Reproduce the full text about the Respectful Maternity Care training in Malawi word for word, without changing anything.

EXCERPT START

By Luke Chiwala, White Ribbon Alliance Malawi, Citizen Journalist/Midwife
White Ribbon Alliance Malawi (WRA Malawi) recently conducted a training of trainers (TOT) on Respectful Maternity Care (RMC) at Malawi Sun Express in Blantyre. The training aimed to equip midwives with knowledge on RMC so that they can be able to avert incidences of disrespect and abuse in maternity care. This, in turn, will help to improve usage of skilled birth attendants by all women.
Speaking during the training, WRA Malawi Board Secretary Lennie Kamwendo said that most women are delivering at the hands of Traditional Birth Attendants (TBAs) due to poor reception when they come to seek maternal and newborn care at the hospital. And, in most cases, women complain of being shouted at when they come to the labor ward for delivery.
“We always blame women for not delivering at our health facilities and yet it is us (midwives) who chase them away. The way we treat women and their families eventually discourage them from delivering at our facilities,” Kamwendo said.

EXCERPT END
EXTRACTED ENTRIES START

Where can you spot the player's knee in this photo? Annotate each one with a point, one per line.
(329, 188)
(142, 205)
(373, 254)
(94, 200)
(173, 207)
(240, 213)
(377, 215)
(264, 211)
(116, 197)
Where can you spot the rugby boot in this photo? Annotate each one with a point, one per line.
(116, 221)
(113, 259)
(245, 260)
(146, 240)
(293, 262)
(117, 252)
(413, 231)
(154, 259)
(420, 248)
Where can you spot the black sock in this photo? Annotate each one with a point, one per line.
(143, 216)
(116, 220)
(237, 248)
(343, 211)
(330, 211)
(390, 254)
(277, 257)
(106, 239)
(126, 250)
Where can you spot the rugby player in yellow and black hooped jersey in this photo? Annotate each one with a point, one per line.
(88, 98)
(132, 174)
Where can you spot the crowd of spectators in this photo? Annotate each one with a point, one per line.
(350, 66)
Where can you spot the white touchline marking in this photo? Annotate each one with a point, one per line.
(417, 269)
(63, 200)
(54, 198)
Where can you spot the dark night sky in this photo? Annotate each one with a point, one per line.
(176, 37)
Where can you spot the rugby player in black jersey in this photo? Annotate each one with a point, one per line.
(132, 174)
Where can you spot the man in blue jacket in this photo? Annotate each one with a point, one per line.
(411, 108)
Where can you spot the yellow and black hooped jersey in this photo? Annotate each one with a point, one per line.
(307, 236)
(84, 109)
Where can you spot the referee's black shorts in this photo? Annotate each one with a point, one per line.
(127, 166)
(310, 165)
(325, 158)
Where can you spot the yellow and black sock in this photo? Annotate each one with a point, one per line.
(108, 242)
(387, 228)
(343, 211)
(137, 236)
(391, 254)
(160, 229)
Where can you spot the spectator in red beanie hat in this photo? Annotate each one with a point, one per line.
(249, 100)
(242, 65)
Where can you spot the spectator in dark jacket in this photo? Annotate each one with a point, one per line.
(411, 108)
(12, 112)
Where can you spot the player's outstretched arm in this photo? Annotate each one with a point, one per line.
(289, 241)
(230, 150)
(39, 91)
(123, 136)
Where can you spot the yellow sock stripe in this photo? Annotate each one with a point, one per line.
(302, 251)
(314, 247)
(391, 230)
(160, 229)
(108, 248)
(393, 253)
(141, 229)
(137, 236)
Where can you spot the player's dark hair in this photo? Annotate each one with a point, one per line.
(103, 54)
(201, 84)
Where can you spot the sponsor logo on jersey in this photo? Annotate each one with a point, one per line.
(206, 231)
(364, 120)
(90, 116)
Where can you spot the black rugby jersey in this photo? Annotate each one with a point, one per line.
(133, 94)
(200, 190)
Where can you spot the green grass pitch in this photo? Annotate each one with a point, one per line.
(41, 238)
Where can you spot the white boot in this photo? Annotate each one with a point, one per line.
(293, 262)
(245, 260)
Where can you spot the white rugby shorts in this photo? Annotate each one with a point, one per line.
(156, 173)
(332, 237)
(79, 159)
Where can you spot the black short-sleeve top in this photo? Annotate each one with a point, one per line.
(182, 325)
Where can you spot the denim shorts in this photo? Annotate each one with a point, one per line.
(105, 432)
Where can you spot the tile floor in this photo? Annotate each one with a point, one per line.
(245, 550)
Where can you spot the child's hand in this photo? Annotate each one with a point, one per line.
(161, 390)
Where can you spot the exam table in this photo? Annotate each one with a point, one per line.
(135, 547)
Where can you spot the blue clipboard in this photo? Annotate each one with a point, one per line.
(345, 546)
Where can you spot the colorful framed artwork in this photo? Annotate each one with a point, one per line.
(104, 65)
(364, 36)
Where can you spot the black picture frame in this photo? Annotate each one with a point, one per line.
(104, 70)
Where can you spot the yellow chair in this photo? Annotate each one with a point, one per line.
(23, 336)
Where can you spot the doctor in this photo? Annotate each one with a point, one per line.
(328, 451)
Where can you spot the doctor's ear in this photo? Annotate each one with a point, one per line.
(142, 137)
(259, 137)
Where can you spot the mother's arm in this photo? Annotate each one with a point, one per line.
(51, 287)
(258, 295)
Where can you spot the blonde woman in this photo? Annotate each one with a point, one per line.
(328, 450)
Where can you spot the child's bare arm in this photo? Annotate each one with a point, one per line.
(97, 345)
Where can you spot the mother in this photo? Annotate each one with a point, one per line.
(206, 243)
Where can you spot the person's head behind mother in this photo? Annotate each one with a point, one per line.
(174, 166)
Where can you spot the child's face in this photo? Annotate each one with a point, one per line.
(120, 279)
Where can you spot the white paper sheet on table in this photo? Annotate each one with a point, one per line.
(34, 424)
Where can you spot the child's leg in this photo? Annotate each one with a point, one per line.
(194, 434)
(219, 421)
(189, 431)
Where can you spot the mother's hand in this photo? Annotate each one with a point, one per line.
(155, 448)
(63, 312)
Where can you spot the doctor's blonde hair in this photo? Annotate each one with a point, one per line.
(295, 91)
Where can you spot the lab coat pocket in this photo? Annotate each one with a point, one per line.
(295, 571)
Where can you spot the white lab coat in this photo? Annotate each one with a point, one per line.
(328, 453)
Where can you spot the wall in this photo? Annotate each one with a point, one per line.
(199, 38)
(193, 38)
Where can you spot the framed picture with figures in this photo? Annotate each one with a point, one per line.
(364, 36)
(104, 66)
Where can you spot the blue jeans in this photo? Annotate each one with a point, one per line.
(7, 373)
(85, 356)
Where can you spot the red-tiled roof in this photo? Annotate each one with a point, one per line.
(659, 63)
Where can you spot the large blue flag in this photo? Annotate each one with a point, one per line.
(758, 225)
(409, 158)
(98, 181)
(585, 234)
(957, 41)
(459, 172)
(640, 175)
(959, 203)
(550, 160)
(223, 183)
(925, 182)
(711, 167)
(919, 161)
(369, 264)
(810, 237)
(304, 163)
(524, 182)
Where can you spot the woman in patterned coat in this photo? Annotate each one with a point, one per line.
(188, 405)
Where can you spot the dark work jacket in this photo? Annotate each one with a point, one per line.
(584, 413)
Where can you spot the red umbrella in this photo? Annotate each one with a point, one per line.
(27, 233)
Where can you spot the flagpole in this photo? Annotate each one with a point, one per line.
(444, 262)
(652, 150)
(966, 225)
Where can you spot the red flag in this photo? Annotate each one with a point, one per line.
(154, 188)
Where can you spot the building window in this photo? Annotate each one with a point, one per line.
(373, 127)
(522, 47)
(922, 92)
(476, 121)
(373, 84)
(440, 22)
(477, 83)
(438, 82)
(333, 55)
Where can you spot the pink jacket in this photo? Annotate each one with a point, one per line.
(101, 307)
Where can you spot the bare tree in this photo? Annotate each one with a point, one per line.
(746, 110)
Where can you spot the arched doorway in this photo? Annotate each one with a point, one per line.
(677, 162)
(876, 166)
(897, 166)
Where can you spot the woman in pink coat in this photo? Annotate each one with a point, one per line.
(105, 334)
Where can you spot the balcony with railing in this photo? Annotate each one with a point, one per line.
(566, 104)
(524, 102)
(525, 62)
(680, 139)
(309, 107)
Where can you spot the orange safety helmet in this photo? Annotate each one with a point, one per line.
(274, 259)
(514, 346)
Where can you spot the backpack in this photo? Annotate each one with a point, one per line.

EXTRACTED ENTRIES END

**RESULT OF THE TASK:**
By Luke Chiwala, White Ribbon Alliance Malawi, Citizen Journalist/Midwife
White Ribbon Alliance Malawi (WRA Malawi) recently conducted a training of trainers (TOT) on Respectful Maternity Care (RMC) at Malawi Sun Express in Blantyre. The training aimed to equip midwives with knowledge on RMC so that they can be able to avert incidences of disrespect and abuse in maternity care. This, in turn, will help to improve usage of skilled birth attendants by all women.
Speaking during the training, WRA Malawi Board Secretary Lennie Kamwendo said that most women are delivering at the hands of Traditional Birth Attendants (TBAs) due to poor reception when they come to seek maternal and newborn care at the hospital. And, in most cases, women complain of being shouted at when they come to the labor ward for delivery.
“We always blame women for not delivering at our health facilities and yet it is us (midwives) who chase them away. The way we treat women and their families eventually discourage them from delivering at our facilities,” Kamwendo said.